● **What this task involves**
Rewrite the listing from its start through the line that contains "(748, 504), (797, 526)", changing "moth" to "butterfly" and keeping everything else the same. Leave the picture lines out of your answer.

Excerpts of bounding box data
+ + + +

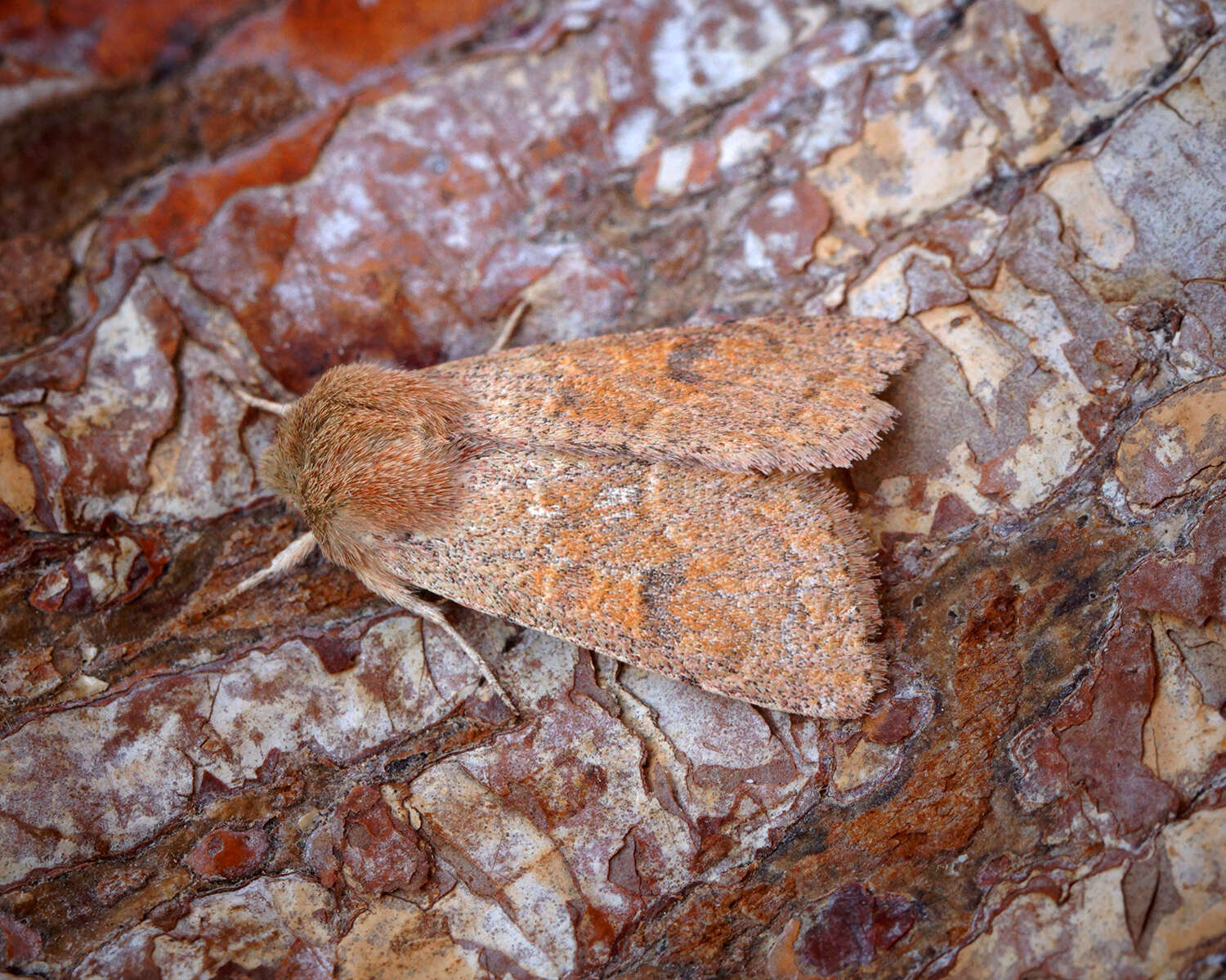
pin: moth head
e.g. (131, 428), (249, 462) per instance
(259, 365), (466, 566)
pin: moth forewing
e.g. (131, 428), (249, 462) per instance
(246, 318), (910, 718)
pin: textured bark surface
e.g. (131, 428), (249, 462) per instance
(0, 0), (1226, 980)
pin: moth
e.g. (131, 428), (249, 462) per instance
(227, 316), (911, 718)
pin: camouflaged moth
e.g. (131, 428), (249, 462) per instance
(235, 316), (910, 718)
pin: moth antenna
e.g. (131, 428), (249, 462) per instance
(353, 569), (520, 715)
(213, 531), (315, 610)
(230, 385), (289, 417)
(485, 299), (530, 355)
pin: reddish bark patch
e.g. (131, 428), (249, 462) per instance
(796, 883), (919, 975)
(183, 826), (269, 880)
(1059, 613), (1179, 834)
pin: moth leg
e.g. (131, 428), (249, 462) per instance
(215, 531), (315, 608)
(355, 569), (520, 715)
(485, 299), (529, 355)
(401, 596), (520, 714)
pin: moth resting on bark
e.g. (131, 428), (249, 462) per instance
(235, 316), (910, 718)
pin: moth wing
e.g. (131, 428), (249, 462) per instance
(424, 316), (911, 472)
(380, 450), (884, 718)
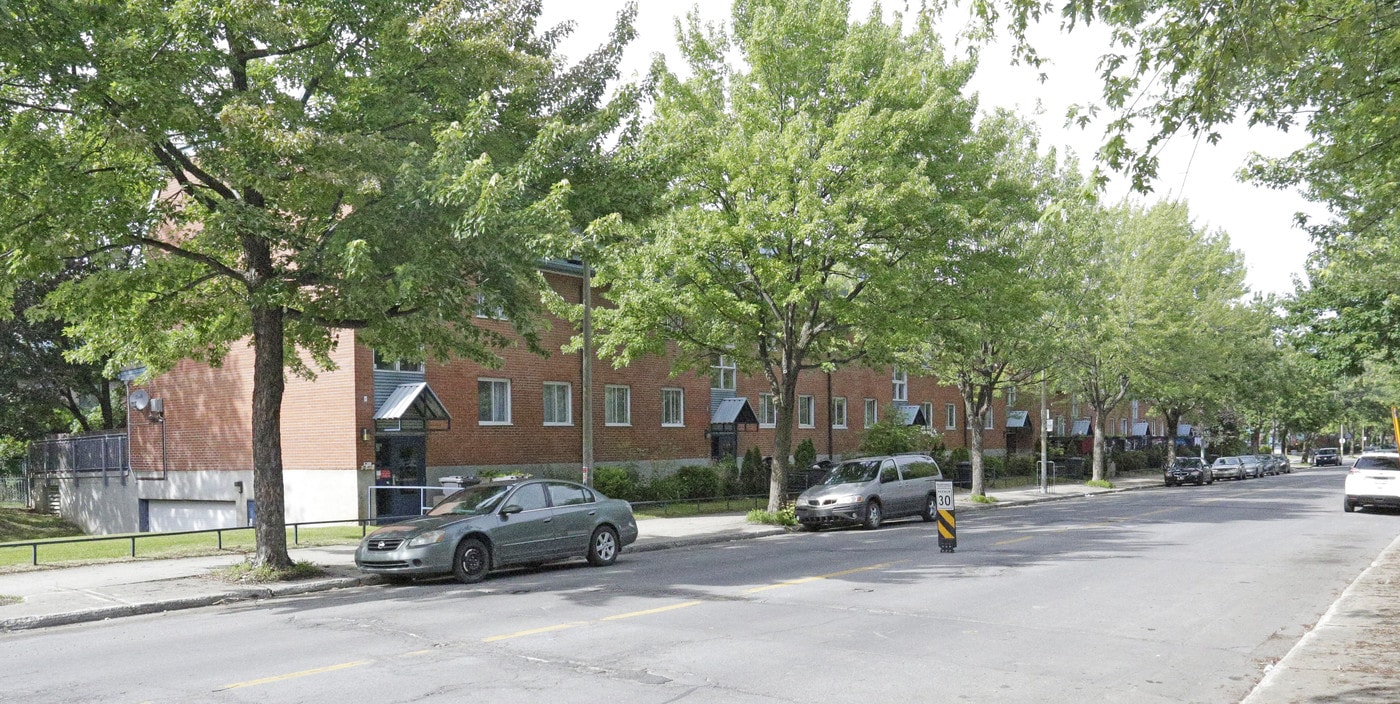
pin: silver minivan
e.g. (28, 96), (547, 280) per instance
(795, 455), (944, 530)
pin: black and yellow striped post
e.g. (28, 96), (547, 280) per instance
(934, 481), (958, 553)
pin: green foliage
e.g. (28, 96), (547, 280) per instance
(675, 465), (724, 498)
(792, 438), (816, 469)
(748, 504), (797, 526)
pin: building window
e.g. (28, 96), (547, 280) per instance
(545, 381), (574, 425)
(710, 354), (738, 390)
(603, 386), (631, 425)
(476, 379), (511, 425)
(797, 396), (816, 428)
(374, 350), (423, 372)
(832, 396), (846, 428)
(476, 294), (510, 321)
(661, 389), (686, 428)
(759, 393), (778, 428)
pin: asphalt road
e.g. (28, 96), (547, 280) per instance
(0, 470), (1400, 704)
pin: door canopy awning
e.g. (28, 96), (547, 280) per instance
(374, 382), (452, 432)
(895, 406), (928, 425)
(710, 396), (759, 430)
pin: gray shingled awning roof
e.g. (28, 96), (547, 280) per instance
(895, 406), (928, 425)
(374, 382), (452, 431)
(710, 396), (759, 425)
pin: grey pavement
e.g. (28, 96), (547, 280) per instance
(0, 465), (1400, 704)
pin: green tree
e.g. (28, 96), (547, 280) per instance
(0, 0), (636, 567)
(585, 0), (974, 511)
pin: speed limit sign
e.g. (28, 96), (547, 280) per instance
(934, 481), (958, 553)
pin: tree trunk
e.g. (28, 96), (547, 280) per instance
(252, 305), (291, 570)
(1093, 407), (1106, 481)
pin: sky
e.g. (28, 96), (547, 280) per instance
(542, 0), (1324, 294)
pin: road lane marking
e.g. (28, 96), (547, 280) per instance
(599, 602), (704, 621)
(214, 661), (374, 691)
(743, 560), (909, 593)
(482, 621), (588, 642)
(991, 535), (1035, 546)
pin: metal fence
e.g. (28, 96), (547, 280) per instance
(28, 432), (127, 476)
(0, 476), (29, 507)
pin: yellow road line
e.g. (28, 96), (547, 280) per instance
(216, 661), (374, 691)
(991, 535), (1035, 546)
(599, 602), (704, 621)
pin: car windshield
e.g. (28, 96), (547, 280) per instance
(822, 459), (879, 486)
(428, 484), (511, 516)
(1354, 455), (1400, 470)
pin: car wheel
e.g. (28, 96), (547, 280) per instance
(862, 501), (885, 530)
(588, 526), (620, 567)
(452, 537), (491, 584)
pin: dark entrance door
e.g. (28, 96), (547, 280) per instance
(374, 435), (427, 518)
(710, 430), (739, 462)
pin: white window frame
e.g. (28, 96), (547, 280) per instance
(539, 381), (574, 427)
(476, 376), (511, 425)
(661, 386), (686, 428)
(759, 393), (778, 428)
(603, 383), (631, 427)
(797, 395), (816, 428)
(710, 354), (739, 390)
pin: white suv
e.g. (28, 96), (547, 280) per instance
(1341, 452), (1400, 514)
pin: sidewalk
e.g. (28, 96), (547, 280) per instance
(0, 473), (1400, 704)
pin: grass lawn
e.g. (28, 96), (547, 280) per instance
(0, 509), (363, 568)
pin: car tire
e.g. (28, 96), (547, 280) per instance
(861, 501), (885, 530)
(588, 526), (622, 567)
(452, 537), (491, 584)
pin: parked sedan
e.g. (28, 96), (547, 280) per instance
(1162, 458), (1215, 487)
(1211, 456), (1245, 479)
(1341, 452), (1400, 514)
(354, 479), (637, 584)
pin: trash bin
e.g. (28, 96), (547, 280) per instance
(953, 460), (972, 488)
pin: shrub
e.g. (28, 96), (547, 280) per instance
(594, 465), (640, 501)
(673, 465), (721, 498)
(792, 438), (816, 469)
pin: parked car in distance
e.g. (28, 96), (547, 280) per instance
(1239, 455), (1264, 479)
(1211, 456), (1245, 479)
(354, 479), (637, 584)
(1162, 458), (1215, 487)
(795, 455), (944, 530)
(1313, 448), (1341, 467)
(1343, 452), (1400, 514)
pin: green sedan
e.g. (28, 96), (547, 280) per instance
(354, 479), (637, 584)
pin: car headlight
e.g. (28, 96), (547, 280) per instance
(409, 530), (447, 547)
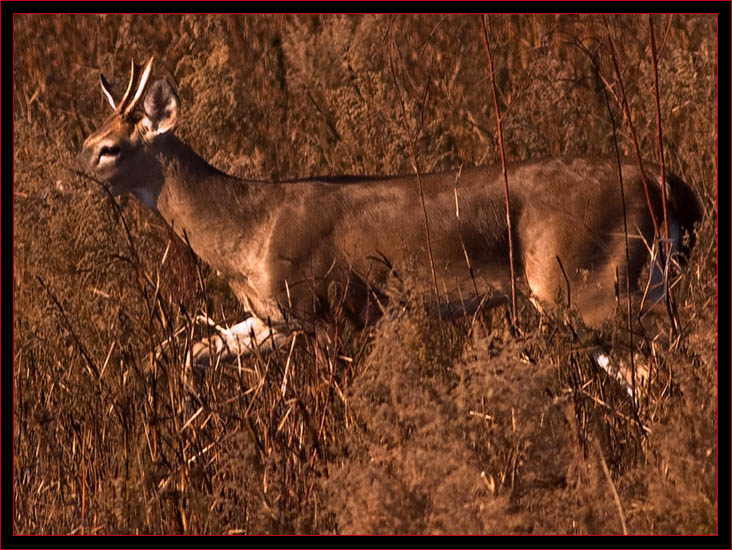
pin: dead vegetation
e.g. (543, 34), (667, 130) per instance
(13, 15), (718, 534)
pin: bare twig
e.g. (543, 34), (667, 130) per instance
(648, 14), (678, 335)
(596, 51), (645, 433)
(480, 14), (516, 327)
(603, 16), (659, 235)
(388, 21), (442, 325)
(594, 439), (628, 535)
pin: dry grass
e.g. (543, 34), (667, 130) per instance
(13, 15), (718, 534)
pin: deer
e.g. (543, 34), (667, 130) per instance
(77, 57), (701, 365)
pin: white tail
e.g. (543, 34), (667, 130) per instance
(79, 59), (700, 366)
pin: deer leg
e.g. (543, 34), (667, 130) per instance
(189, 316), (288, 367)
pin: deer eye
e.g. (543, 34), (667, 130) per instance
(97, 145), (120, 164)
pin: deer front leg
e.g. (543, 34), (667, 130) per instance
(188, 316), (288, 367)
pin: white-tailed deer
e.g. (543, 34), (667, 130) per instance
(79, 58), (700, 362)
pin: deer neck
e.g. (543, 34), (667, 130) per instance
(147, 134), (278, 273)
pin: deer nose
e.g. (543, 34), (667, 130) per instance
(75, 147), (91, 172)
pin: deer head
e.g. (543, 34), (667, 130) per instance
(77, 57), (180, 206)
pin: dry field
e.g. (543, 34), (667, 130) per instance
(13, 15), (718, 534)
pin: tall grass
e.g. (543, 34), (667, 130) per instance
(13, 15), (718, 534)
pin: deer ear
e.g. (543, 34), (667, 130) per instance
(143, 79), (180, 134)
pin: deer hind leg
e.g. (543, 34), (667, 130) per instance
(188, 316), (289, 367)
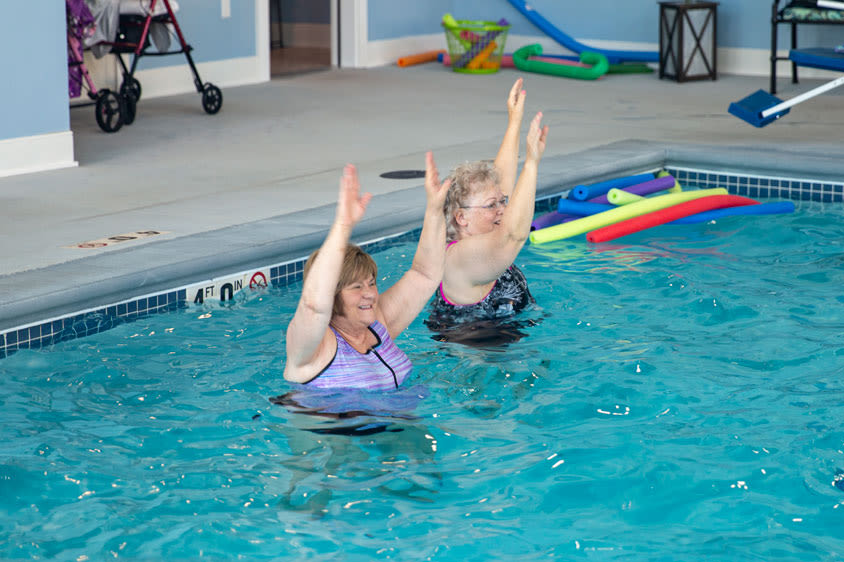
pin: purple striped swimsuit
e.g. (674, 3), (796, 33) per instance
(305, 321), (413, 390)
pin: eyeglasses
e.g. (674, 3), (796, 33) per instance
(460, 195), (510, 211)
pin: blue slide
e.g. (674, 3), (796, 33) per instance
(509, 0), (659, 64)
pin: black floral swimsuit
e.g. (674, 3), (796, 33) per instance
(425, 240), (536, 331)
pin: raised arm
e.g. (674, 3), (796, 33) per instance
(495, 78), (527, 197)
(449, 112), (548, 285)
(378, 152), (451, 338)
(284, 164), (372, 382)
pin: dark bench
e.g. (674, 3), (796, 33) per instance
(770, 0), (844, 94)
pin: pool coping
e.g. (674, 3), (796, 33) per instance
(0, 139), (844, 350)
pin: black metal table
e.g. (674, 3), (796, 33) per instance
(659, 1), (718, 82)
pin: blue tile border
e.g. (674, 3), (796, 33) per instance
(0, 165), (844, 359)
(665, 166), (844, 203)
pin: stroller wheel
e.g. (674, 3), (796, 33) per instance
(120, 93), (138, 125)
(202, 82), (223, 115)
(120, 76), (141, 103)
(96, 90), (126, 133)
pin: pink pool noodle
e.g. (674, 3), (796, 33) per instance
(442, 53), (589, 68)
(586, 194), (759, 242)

+ + + +

● **Correct output**
pin: butterfly head
e.g. (131, 428), (249, 462) per instance
(259, 365), (466, 566)
pin: butterfly forewing
e.g. (131, 428), (249, 462) per instance
(246, 318), (910, 718)
pin: textured bark surface
e.g. (131, 428), (249, 462) per instance
(0, 0), (1226, 980)
pin: butterfly
e.g. (131, 428), (249, 462) per instance
(227, 316), (911, 718)
pin: camouflaged butterfly
e.g. (131, 428), (249, 462) per instance
(235, 316), (910, 718)
pin: butterfly antenna
e.g. (131, 428), (249, 462) per instance
(353, 569), (520, 715)
(213, 531), (315, 610)
(230, 385), (289, 417)
(485, 299), (530, 355)
pin: reddish bark patch
e.g. (131, 428), (249, 462) per instance
(796, 883), (919, 975)
(183, 826), (269, 880)
(1059, 613), (1179, 834)
pin: butterfly leg
e.g. (131, 428), (249, 462) per instance
(215, 531), (315, 608)
(355, 569), (520, 715)
(485, 299), (529, 355)
(401, 596), (520, 714)
pin: butterfly resting on bark
e.g. (131, 428), (249, 462) per instance
(235, 316), (910, 718)
pin: butterfly wing
e.g. (131, 428), (249, 462) per instance
(424, 316), (911, 472)
(380, 450), (884, 718)
pin: silver minivan
e.g. (28, 96), (547, 280) per instance
(795, 455), (944, 530)
pin: black and yellow striped post
e.g. (28, 96), (547, 280) per instance
(934, 481), (958, 553)
pin: green foliage
e.g. (28, 96), (547, 280) per instance
(675, 465), (724, 498)
(792, 438), (816, 469)
(748, 504), (797, 526)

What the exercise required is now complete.